Can you turn every one of the lines below into a Markdown table with the columns "Row" and "Line," numbering the rows in order? Leave out blank lines and any pictures.

(Object position labeling lines)

++++++++++

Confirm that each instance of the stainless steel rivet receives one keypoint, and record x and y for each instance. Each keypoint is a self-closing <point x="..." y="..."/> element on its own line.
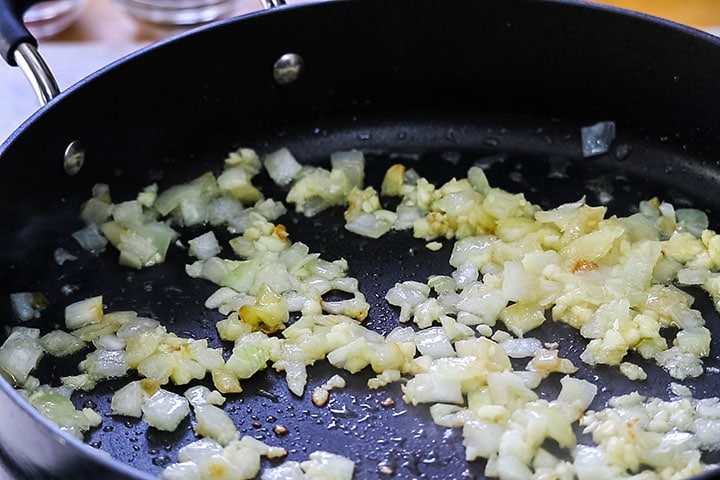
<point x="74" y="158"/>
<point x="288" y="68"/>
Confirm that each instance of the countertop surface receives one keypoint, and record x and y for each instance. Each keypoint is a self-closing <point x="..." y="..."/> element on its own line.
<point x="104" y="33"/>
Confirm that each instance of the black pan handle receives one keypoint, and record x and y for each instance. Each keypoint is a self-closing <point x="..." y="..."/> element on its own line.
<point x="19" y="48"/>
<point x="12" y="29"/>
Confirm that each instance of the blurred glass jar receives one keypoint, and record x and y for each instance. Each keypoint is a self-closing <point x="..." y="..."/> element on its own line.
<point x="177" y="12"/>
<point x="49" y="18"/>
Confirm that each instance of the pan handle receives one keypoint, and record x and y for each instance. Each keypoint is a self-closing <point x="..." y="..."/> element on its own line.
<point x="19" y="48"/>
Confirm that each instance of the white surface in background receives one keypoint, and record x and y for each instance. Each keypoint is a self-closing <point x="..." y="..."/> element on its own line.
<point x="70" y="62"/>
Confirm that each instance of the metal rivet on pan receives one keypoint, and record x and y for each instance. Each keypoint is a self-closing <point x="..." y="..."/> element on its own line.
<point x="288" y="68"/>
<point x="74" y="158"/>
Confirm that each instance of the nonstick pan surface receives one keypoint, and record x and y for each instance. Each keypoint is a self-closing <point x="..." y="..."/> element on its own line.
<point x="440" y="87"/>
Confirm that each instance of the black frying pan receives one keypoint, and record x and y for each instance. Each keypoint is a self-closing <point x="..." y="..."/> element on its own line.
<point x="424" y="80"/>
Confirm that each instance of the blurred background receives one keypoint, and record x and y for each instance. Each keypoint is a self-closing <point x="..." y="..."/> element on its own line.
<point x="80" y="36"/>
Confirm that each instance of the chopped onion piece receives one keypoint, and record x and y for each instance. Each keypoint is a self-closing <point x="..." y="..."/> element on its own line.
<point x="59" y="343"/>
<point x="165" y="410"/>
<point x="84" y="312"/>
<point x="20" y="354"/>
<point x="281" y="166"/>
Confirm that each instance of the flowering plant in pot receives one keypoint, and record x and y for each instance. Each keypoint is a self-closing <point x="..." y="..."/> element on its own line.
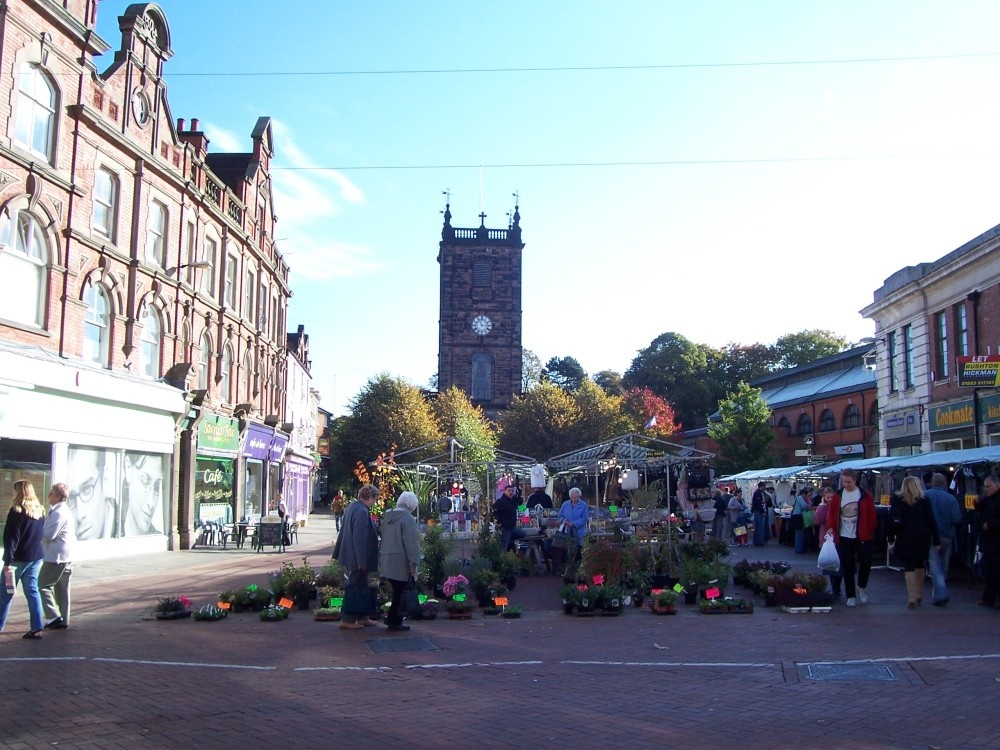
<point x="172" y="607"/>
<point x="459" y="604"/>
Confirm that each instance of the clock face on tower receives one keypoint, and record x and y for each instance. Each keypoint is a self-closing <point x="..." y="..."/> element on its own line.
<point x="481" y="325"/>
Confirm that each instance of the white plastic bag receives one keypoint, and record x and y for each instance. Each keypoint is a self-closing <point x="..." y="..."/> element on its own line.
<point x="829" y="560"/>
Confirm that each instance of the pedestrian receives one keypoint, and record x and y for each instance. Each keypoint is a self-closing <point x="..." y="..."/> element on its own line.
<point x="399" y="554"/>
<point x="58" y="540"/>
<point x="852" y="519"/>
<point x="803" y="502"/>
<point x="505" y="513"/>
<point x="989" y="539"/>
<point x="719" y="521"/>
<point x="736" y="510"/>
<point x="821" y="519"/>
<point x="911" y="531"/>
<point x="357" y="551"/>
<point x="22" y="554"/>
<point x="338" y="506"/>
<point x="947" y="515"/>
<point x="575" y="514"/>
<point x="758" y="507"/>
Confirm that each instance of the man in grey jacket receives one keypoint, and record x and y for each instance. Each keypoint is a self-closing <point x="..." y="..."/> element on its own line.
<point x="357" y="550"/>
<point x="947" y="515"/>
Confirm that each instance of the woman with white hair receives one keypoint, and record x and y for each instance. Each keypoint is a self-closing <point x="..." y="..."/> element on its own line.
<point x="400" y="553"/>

++++++++++

RIGHT ANSWER:
| Row | Line |
|---|---|
| 1 | Confirm that each instance of the stainless steel rivet receives one keypoint, and record x and y for each instance. Each keypoint is a self-closing <point x="..." y="..."/> element on its own line. |
| 2 | <point x="74" y="158"/> |
| 3 | <point x="288" y="68"/> |
| 4 | Confirm that each instance of the countertop surface receives one keypoint, and record x and y for each instance. Each keypoint is a self-closing <point x="..." y="..."/> element on its own line. |
| 5 | <point x="104" y="33"/> |
| 6 | Confirm that each instance of the black pan handle receives one keypoint, and record x and y for each instance. Each keypoint is a self-closing <point x="..." y="..."/> element on its own line. |
| 7 | <point x="19" y="48"/> |
| 8 | <point x="12" y="29"/> |
| 9 | Confirm that each instance of the blurred glass jar receives one keypoint, and record x and y for each instance. Each keypoint is a self-closing <point x="..." y="..."/> element on its own line. |
| 10 | <point x="177" y="12"/> |
| 11 | <point x="49" y="18"/> |
| 12 | Confirm that each instance of the pan handle receives one keypoint, and record x and y for each instance. Each keypoint is a self-closing <point x="..." y="..."/> element on its own line. |
| 13 | <point x="19" y="48"/> |
| 14 | Confirm that each instance of the white surface in background receives one keypoint, and record x and y for each instance. Each keypoint is a self-closing <point x="..." y="..."/> element on its own line. |
| 15 | <point x="70" y="62"/> |
| 16 | Confirm that each instance of the metal rivet on pan receives one keypoint, and record x and y for each instance. Each keypoint is a self-closing <point x="..." y="..."/> element on its own line. |
| 17 | <point x="288" y="68"/> |
| 18 | <point x="74" y="158"/> |
| 19 | Confirm that each instance of the nonstick pan surface receives one keypoint, and record x and y for each instance. Each keypoint is a self-closing <point x="..." y="..."/> element on its own line. |
| 20 | <point x="440" y="87"/> |
| 21 | Confirm that each instance of the black frying pan receives one keypoint, and record x and y for each instance. Each keypoint is a self-closing <point x="..." y="..."/> element on its own line. |
| 22 | <point x="424" y="80"/> |
| 23 | Confirm that each instance of the blurred background receives one keypoint, and record x and y for each instance. Each keypoint is a self-closing <point x="..." y="..."/> element on its own line. |
| 24 | <point x="80" y="36"/> |
| 25 | Confirm that each instance of the chopped onion piece receives one keypoint, and record x and y for each instance. Each keypoint is a self-closing <point x="..." y="..."/> element on its own line. |
| 26 | <point x="59" y="343"/> |
| 27 | <point x="165" y="410"/> |
| 28 | <point x="84" y="312"/> |
| 29 | <point x="20" y="354"/> |
| 30 | <point x="281" y="166"/> |
| 31 | Confirm that each instance of the flowering plant in pot receives one keypoint, and record x and y for each instance. Each keypoint is a self-closing <point x="..." y="..."/> element on its own line. |
| 32 | <point x="172" y="607"/> |
| 33 | <point x="459" y="604"/> |
| 34 | Confirm that each instance of the clock face on tower receives one keypoint, and record x and y for each instance. Each keypoint is a self-closing <point x="..." y="..."/> element on its own line. |
| 35 | <point x="481" y="325"/> |
| 36 | Confirm that each instance of the white plastic bag receives one keypoint, and record x and y for each instance. Each keypoint is a self-closing <point x="..." y="..."/> element on its own line. |
| 37 | <point x="829" y="560"/> |
| 38 | Confirm that each instance of the pedestrian receives one keypoint, and record x and y for each instance. Each keypoint is a self-closing <point x="..." y="..."/> element on its own line. |
| 39 | <point x="399" y="554"/> |
| 40 | <point x="58" y="540"/> |
| 41 | <point x="852" y="519"/> |
| 42 | <point x="803" y="502"/> |
| 43 | <point x="505" y="513"/> |
| 44 | <point x="989" y="539"/> |
| 45 | <point x="719" y="521"/> |
| 46 | <point x="736" y="510"/> |
| 47 | <point x="821" y="519"/> |
| 48 | <point x="911" y="531"/> |
| 49 | <point x="357" y="551"/> |
| 50 | <point x="22" y="554"/> |
| 51 | <point x="338" y="506"/> |
| 52 | <point x="947" y="515"/> |
| 53 | <point x="575" y="514"/> |
| 54 | <point x="758" y="507"/> |
| 55 | Confirm that each instance of the man in grey jacket receives one keypoint, and record x and y for each instance. Each keypoint is a self-closing <point x="..." y="..."/> element on its own line. |
| 56 | <point x="357" y="550"/> |
| 57 | <point x="947" y="515"/> |
| 58 | Confirm that each instance of the woman with white hair receives one keypoint, and record x and y for each instance. Each keypoint is a self-closing <point x="..." y="..."/> element on its own line. |
| 59 | <point x="400" y="553"/> |